SET EXERCISE: Copy the stretch of entries from the line containing "point: distant mountain" through the end of the entries, replacing "drop a marker" with "place a pin" wherever it occurs and leaving everything else unchanged.

SUPPLIED ENTRIES:
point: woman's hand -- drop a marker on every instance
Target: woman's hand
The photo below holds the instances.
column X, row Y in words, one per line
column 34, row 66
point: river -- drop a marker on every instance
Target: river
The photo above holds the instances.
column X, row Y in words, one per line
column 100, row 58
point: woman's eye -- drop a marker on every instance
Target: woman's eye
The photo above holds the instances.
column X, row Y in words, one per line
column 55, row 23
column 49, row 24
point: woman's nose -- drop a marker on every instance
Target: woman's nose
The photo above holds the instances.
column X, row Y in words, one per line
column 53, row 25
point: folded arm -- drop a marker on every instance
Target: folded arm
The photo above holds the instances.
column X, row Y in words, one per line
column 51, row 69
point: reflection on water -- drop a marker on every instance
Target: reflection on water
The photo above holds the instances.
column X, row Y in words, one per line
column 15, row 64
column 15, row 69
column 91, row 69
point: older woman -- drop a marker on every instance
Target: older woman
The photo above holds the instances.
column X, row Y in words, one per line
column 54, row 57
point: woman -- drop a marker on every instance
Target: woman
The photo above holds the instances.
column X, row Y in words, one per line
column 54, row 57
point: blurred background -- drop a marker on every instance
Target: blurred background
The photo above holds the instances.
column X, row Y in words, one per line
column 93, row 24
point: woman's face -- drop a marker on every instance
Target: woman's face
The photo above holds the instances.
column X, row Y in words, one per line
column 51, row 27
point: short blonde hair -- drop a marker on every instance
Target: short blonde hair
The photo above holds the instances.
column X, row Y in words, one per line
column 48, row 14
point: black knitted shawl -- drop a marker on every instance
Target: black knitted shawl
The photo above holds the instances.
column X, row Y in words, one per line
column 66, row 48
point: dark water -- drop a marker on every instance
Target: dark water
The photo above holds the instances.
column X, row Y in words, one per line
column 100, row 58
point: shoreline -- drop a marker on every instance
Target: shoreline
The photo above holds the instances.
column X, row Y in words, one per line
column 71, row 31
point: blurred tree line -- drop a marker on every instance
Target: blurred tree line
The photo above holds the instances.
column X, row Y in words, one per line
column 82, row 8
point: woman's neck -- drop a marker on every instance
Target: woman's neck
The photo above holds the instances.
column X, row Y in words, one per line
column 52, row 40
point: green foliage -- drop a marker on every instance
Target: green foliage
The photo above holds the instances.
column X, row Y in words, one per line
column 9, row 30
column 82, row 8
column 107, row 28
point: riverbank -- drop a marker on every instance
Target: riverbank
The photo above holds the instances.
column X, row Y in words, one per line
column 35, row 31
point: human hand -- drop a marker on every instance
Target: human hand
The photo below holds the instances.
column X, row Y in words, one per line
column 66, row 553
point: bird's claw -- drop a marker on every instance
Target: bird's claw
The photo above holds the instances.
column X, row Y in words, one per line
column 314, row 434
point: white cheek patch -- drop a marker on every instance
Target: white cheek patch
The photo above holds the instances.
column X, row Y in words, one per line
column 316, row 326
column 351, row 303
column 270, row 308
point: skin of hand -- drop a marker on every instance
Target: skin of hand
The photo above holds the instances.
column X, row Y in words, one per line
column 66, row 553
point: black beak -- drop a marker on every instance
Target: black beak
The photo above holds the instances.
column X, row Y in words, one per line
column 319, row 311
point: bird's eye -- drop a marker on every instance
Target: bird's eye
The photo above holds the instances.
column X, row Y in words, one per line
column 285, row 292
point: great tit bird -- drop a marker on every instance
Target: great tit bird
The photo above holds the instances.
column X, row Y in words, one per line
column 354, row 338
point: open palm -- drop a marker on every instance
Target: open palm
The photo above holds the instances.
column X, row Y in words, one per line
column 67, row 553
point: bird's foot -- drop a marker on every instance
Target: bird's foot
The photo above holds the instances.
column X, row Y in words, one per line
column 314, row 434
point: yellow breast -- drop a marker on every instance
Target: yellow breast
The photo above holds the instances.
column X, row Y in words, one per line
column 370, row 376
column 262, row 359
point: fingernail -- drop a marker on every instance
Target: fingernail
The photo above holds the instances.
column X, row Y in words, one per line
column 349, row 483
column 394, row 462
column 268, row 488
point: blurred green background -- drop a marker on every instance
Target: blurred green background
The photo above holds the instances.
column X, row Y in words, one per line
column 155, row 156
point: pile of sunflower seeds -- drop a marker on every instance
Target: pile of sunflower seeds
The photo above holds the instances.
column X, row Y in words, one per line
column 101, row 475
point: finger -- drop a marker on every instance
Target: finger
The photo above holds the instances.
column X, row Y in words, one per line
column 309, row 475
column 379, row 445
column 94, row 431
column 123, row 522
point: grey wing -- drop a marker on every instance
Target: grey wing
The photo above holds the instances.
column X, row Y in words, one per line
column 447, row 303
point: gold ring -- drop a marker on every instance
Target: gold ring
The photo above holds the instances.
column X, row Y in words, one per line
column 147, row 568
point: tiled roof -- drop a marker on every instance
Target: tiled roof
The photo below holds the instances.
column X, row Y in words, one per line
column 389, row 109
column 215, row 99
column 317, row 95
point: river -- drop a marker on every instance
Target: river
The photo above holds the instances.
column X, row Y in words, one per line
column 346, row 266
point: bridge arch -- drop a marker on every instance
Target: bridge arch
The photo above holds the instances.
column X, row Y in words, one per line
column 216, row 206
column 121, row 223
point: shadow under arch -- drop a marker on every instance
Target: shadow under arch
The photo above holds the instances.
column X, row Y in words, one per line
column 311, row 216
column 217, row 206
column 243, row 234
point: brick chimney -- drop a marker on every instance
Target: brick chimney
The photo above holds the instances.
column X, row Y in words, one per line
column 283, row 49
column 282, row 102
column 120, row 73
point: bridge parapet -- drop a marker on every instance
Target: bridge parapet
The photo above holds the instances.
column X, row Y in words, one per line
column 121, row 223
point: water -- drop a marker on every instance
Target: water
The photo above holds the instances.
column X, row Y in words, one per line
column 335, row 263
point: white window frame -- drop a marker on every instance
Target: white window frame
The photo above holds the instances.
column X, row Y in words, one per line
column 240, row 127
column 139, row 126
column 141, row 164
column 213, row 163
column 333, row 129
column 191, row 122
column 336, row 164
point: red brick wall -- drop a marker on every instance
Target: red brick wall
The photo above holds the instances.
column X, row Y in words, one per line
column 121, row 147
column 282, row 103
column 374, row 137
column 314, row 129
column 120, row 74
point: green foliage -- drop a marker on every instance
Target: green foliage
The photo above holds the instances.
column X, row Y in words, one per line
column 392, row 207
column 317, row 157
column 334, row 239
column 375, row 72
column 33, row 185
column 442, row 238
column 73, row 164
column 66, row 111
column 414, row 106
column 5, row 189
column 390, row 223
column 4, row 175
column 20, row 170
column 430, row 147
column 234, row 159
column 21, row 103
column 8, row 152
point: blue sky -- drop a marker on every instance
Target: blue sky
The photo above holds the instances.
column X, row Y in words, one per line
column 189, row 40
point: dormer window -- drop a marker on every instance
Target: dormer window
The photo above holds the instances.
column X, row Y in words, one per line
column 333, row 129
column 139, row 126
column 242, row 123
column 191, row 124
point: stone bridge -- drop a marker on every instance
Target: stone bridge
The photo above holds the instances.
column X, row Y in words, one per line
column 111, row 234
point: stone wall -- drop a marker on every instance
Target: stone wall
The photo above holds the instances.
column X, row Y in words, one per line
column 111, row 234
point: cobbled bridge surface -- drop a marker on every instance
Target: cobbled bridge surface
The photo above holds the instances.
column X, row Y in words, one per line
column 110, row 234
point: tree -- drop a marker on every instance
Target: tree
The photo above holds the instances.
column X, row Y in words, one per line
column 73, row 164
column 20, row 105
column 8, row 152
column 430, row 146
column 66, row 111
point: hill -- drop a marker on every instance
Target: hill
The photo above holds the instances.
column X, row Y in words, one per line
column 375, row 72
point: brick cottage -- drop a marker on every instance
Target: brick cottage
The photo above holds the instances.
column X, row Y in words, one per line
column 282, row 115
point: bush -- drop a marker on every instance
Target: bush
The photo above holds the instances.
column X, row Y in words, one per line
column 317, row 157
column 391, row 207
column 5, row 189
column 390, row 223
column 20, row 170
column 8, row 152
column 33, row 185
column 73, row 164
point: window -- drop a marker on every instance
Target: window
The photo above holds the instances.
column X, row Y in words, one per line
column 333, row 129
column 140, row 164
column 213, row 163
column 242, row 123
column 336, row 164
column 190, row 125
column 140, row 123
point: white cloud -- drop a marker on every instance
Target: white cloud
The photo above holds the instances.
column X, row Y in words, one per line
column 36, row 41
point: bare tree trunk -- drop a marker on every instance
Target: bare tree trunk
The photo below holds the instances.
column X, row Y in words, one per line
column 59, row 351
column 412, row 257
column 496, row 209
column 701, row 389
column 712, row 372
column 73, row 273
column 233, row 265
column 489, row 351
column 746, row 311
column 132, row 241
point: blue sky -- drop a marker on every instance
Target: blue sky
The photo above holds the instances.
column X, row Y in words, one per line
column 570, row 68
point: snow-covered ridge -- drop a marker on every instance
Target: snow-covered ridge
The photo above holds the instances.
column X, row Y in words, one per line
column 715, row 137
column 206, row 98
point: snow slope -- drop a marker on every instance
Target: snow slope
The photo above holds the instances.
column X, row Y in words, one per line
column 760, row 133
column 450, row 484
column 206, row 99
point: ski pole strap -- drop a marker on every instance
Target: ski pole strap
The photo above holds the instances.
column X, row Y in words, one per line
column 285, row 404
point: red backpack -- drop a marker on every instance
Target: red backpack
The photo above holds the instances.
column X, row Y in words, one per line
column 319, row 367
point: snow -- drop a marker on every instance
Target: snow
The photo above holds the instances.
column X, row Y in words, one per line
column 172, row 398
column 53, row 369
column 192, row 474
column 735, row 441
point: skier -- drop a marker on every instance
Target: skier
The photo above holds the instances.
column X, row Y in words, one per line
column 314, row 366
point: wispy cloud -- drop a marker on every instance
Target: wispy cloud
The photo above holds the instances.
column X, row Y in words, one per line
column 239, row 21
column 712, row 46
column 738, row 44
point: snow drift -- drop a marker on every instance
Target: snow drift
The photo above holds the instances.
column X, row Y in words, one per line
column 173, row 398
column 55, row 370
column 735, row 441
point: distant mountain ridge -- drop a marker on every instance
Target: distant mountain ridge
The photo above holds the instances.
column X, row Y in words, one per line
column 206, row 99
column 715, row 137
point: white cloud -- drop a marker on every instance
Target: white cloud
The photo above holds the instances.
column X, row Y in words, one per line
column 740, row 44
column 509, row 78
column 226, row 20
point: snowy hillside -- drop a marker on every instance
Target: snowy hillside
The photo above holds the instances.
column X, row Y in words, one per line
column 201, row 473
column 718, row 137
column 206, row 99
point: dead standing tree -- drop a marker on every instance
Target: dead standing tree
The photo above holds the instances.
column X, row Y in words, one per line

COMPLETE ANSWER:
point: distant mountain ridge -- place a pin on every instance
Target: distant mountain ridge
The photo above holds the instances.
column X, row Y in words, one per line
column 206, row 99
column 715, row 137
point: white cloud -- place a pin on every instance
Target: white cloud
The photo above holds the instances.
column X, row Y in words, one per line
column 740, row 44
column 509, row 78
column 226, row 20
point: snowy hillside -- place a pin on every instance
Target: snowy hillside
The photo above holds the instances.
column X, row Y in words, one per line
column 201, row 473
column 718, row 137
column 206, row 99
point: dead standing tree -- place a pin on every instance
Target: dead standing tree
The photo above holds the instances.
column X, row Y in words, one per line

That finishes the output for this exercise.